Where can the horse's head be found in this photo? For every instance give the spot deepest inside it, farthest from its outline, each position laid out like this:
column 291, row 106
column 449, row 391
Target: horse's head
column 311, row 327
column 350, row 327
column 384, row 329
▬▬▬
INSTRUCTIONS FOR THE TASK:
Can you write out the listing again with "instance" swapped for "occurrence" and every other part left unchanged?

RESPONSE TO THE EXERCISE:
Where can the horse's head be found in this photo? For every occurrence give the spot deepest inside it, farthest from its outline, each position laid out like this:
column 291, row 106
column 449, row 391
Target: horse's head
column 311, row 327
column 350, row 327
column 384, row 329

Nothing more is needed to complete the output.